■ INSTRUCTIONS TO FOLLOW:
Find the line containing "the cab window". Retype it and every line after it through the end of the entries, exactly as written, with nothing added.

■ SUPPLIED INFORMATION:
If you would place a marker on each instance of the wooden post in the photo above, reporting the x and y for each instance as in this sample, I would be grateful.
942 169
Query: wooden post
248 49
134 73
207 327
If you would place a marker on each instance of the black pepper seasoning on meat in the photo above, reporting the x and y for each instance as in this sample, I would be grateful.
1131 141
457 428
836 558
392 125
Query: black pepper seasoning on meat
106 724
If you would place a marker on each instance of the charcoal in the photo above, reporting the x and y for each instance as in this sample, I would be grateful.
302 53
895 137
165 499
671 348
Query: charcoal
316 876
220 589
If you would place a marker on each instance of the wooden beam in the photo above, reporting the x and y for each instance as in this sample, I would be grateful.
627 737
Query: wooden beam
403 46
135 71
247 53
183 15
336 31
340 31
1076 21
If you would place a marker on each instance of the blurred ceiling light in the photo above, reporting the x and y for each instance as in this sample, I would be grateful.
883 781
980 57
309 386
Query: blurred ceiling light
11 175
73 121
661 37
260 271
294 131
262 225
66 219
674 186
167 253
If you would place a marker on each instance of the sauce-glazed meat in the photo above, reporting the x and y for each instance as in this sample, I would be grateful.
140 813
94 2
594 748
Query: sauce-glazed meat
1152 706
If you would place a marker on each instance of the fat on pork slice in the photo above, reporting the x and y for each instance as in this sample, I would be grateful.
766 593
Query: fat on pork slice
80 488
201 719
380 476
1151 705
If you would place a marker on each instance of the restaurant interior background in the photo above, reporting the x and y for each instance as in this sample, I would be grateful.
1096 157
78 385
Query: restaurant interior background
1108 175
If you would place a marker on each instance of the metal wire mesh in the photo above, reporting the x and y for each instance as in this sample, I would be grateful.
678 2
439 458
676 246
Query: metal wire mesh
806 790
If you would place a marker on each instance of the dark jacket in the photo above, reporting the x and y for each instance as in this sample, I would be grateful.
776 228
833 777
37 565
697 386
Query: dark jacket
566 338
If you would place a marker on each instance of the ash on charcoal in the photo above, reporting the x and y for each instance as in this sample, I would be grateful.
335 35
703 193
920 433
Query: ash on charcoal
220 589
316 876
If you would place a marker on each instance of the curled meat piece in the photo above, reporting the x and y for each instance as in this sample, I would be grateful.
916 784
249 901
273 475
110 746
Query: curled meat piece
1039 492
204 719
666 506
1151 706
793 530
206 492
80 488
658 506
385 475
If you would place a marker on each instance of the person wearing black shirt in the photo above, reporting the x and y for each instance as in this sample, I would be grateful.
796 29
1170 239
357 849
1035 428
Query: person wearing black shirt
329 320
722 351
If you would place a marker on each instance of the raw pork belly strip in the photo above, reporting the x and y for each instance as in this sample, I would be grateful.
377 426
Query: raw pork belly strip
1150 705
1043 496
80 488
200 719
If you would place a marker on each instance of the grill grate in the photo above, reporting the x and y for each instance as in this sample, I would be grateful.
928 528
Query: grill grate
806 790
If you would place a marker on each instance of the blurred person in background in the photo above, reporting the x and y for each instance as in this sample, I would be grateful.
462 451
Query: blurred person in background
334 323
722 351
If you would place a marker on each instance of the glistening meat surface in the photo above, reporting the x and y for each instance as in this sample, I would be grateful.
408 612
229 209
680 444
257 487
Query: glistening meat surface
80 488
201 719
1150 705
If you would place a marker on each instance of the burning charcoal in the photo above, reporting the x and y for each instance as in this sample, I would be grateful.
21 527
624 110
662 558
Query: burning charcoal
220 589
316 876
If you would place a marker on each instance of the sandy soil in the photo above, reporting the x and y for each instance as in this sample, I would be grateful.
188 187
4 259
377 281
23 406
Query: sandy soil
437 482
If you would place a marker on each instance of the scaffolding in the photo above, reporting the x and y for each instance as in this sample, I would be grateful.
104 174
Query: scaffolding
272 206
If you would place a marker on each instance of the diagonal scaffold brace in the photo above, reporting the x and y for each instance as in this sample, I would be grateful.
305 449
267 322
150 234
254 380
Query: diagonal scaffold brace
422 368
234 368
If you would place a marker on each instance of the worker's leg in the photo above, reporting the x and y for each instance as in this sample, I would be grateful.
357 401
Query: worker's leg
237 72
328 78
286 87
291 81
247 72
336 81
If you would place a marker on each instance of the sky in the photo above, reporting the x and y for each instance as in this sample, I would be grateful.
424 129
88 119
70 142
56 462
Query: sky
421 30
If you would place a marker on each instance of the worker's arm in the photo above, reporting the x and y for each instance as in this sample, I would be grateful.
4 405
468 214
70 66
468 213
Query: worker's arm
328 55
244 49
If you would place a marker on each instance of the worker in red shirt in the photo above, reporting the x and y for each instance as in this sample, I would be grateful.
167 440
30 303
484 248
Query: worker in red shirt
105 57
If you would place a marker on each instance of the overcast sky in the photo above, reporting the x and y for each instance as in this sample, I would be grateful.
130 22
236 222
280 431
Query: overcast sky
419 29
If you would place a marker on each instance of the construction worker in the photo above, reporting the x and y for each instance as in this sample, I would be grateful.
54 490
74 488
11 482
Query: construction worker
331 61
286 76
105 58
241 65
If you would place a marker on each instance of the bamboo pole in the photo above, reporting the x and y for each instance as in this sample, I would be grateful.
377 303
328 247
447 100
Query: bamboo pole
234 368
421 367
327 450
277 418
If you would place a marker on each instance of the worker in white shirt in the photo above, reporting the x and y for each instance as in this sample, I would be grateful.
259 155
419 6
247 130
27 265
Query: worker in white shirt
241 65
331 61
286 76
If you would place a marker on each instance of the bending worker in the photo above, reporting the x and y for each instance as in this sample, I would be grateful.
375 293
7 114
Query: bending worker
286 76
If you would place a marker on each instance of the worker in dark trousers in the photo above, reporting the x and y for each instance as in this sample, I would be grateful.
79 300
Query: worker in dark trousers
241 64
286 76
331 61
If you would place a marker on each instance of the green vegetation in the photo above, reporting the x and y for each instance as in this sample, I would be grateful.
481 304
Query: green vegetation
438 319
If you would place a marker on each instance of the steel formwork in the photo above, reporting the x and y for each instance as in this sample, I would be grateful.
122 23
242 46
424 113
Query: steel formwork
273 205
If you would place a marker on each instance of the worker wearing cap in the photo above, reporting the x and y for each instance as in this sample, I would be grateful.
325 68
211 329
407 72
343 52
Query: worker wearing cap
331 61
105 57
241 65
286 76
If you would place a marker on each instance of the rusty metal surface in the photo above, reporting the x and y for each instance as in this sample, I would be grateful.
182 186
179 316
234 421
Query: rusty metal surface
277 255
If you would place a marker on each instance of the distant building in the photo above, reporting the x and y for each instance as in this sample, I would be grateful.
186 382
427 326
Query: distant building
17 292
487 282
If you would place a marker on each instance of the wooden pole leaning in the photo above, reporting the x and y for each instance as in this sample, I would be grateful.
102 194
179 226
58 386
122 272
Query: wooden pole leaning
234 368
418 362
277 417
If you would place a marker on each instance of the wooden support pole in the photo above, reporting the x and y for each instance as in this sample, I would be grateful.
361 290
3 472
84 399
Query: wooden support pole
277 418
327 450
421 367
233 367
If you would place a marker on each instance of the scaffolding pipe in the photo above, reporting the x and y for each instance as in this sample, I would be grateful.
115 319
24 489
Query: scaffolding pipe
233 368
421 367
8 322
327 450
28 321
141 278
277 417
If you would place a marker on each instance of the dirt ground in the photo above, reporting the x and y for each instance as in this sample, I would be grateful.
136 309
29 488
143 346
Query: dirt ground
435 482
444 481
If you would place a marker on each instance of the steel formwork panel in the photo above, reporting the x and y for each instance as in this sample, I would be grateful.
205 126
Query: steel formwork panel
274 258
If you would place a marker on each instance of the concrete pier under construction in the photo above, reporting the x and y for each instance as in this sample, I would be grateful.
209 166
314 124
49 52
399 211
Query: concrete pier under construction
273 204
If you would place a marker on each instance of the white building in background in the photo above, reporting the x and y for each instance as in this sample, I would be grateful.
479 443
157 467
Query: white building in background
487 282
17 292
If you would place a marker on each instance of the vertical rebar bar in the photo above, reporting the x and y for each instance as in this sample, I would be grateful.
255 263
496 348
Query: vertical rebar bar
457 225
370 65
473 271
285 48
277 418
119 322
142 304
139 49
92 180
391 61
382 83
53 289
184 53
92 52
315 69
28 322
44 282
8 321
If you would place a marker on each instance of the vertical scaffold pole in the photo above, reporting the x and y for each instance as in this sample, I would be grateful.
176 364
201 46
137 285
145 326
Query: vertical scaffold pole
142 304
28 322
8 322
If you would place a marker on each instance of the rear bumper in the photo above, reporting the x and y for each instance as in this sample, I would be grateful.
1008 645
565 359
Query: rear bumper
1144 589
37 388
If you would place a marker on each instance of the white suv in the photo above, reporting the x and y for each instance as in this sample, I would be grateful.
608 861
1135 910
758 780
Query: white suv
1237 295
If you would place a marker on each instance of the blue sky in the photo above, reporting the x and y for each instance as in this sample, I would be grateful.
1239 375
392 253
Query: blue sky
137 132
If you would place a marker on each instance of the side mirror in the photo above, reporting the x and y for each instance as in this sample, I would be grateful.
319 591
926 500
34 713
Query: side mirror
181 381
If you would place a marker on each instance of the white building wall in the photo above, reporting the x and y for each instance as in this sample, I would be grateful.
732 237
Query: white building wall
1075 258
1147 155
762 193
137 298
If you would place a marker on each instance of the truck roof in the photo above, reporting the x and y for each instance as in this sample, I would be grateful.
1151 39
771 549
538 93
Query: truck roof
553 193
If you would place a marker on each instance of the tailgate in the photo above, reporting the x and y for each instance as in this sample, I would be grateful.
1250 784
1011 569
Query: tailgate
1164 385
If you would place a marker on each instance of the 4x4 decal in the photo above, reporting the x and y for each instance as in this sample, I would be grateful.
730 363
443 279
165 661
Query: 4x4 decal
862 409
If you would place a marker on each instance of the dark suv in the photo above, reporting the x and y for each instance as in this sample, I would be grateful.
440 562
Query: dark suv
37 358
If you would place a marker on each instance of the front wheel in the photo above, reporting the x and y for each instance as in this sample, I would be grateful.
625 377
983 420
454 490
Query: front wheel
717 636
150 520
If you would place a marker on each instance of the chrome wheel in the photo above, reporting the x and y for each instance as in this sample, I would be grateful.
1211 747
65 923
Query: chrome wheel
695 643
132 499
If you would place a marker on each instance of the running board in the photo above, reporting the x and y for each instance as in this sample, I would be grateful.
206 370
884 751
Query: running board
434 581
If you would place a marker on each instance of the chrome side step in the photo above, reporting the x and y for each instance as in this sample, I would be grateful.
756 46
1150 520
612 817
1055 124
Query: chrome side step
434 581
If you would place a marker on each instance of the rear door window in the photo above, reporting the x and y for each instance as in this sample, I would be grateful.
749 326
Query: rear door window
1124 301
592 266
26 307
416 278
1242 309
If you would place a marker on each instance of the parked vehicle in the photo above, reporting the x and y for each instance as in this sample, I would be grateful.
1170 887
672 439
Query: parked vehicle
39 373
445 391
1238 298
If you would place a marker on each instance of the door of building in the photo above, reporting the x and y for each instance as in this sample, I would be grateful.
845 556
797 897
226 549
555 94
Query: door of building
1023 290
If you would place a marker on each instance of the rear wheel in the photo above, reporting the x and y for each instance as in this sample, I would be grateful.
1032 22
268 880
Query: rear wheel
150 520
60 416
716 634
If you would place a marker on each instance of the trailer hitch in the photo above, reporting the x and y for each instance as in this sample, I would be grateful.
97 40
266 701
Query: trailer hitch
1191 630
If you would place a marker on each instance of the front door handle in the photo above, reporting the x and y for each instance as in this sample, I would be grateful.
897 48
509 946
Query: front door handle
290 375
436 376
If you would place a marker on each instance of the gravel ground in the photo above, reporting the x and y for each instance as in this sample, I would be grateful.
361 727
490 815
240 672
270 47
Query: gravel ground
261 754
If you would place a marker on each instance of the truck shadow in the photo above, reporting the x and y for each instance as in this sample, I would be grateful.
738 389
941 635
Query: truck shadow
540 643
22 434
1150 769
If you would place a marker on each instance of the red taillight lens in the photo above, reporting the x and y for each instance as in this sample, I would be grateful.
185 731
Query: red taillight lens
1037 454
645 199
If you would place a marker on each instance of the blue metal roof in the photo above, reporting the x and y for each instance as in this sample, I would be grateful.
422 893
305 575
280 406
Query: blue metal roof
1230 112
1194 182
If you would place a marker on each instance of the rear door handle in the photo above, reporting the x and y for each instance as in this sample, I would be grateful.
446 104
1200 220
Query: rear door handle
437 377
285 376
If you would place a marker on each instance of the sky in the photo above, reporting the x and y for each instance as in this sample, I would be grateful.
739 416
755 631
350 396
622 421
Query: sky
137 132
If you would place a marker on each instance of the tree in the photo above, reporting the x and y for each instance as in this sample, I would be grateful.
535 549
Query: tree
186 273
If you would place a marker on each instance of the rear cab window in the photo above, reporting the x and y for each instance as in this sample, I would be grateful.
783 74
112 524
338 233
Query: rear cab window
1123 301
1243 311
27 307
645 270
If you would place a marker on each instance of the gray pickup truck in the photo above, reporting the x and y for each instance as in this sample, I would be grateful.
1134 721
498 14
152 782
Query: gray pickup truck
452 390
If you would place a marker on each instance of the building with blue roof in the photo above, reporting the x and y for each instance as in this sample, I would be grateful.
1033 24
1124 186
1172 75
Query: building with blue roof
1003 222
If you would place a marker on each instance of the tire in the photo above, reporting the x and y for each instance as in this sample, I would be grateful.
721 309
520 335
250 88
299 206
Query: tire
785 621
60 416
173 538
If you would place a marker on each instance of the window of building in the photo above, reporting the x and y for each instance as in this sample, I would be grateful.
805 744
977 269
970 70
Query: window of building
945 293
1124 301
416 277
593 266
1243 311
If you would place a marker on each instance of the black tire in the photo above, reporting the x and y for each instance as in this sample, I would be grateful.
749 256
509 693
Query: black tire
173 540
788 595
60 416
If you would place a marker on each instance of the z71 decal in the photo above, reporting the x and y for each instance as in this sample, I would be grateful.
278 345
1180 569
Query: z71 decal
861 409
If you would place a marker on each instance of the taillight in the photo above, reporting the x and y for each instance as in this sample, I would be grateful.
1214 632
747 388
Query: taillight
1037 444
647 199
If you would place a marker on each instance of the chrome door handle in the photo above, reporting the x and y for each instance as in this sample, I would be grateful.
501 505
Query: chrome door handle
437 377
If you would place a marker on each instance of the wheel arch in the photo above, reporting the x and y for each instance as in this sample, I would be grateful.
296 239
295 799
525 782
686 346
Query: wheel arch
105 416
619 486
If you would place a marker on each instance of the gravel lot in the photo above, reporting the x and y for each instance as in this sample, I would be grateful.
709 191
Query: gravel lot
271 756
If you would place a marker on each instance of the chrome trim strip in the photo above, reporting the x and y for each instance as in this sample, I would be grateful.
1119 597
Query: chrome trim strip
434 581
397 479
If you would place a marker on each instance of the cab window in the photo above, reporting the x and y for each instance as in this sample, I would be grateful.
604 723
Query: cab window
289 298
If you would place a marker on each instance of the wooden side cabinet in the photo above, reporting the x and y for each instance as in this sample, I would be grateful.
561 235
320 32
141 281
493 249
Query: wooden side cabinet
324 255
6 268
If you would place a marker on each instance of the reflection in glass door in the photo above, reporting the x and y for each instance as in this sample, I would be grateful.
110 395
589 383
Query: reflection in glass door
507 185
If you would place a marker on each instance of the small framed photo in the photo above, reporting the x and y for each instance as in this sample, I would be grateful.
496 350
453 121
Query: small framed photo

■ COMPLETED TASK:
If you would place a marker on each instance of the cab window in the photo above, reporting the x and y for each instance as in this sample, I would be grateful.
604 723
Query: cab window
289 298
If you would place a marker on each instance of the wooden side cabinet in the photo above, reporting the x and y for each instance as in this sample, I would be grateful.
561 235
320 32
141 281
493 249
Query: wooden side cabinet
324 255
6 268
If you would place a marker on each instance of the reflection in glass door in the photo above, reporting the x and y for each instance as in this sample, I would be grateful.
110 395
589 383
Query: reflection in glass door
507 185
If you would place a marker on each instance of the small framed photo in the photo above, reporting the x and y for each instance as in this sample, I would be grateful.
496 350
453 121
Query: small framed photo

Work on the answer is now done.